= INFORMATION SUPPLIED =
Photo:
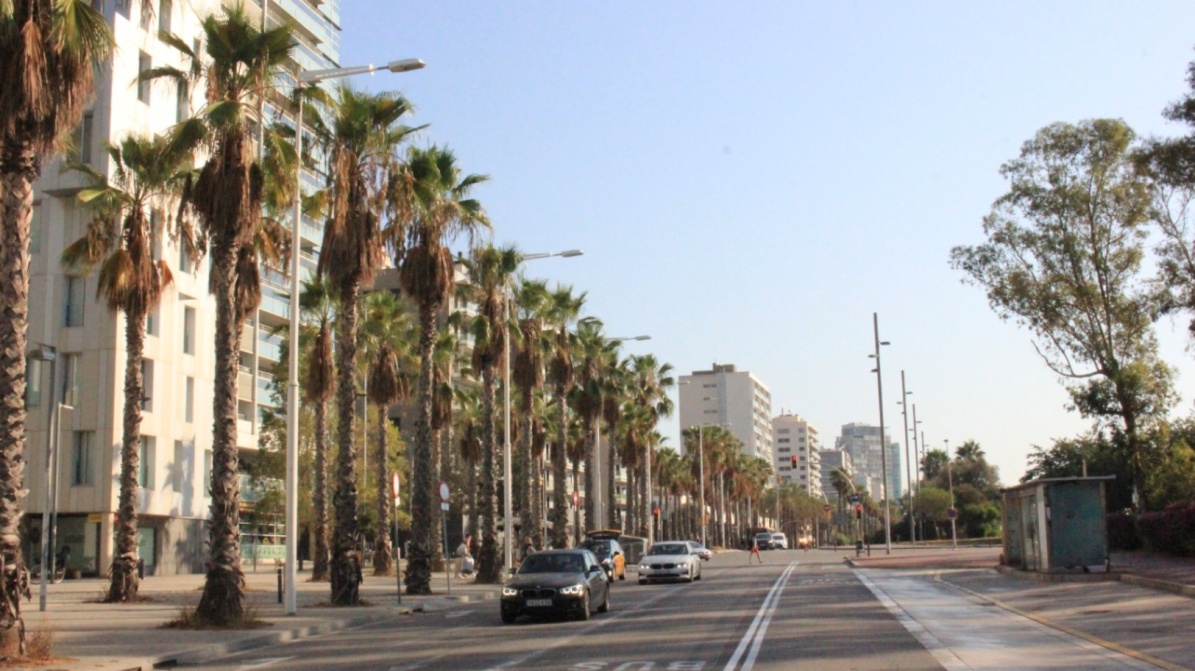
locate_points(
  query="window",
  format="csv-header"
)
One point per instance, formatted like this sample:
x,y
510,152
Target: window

= WHAT YOU HAVE TO DO =
Rewrite the lines above with every "window" changed to "door" and nothing else altered. Leave the pictures out.

= PROBLEM SOLUTION =
Photo:
locate_points(
  query="door",
  format="csv-header"
)
One point per instance, formatted like this sample:
x,y
510,152
Target: door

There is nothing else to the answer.